**Problem to work on**
Would you output the whole listing below, exactly as it reads?

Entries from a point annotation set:
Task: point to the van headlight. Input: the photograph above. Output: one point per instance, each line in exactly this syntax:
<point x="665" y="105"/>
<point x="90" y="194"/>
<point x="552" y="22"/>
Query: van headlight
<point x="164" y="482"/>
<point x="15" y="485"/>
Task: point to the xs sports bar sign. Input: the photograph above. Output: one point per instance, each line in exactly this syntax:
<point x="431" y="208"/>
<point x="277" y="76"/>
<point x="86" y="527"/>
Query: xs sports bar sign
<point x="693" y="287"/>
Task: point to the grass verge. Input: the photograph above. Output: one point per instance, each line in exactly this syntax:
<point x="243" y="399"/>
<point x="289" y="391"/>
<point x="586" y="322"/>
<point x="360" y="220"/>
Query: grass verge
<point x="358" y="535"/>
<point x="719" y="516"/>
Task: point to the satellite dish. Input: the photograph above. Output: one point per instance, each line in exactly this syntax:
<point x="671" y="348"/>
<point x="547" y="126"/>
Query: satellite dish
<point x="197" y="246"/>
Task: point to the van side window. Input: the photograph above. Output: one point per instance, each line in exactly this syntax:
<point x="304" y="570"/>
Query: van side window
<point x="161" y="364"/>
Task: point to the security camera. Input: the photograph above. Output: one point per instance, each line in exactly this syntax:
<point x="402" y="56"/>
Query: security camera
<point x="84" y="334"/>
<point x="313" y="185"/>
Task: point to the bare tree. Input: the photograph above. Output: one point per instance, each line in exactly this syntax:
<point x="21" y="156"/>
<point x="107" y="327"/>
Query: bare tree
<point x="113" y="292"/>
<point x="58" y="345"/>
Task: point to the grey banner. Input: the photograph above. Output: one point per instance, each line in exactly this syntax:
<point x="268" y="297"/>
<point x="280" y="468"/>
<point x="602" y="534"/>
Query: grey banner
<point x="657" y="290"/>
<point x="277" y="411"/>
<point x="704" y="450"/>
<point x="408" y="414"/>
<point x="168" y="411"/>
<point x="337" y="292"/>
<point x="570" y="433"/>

**Full answer**
Task: point to the van headlight. Input: the photograph above. Output: one point per instance, each line in exactly this syntax:
<point x="665" y="105"/>
<point x="90" y="194"/>
<point x="552" y="22"/>
Query: van headlight
<point x="164" y="482"/>
<point x="15" y="485"/>
Task: point to the xs sports bar sign. Input: the photograph above. Output: one point per instance, each line in exactly this syntax:
<point x="431" y="208"/>
<point x="277" y="76"/>
<point x="86" y="527"/>
Query: xs sports bar sign
<point x="693" y="287"/>
Task: point to the grass verge. Input: the photograph above. Output: one point per instance, each line in exactly this syntax:
<point x="243" y="399"/>
<point x="289" y="391"/>
<point x="586" y="322"/>
<point x="360" y="220"/>
Query: grass verge
<point x="358" y="535"/>
<point x="719" y="516"/>
Task: point to the satellite dish. Input: the photograph above. Output: one point per instance, each line in exactly this syntax:
<point x="671" y="348"/>
<point x="547" y="126"/>
Query: satellite dish
<point x="197" y="246"/>
Task: point to the van side window. Input: the photograph above. Output: one point per instance, each line in exactly this syntax:
<point x="304" y="570"/>
Query: van side window
<point x="161" y="364"/>
Task: point to the security camera. Input: the photograph above. Output: one point per instance, each line in exactly this syntax:
<point x="402" y="56"/>
Query: security camera
<point x="84" y="334"/>
<point x="313" y="185"/>
Task: point to the bare tree. Input: the photograph above. Output: one point per instance, each line in exactly this syntax:
<point x="21" y="156"/>
<point x="107" y="327"/>
Query: bare tree
<point x="113" y="292"/>
<point x="58" y="345"/>
Task: point to the grey banner. Input: the photograph above. Output: one point per instance, each line in exactly this syntax:
<point x="268" y="297"/>
<point x="280" y="468"/>
<point x="602" y="534"/>
Query: grey banner
<point x="657" y="290"/>
<point x="277" y="411"/>
<point x="704" y="450"/>
<point x="408" y="414"/>
<point x="168" y="411"/>
<point x="337" y="292"/>
<point x="570" y="433"/>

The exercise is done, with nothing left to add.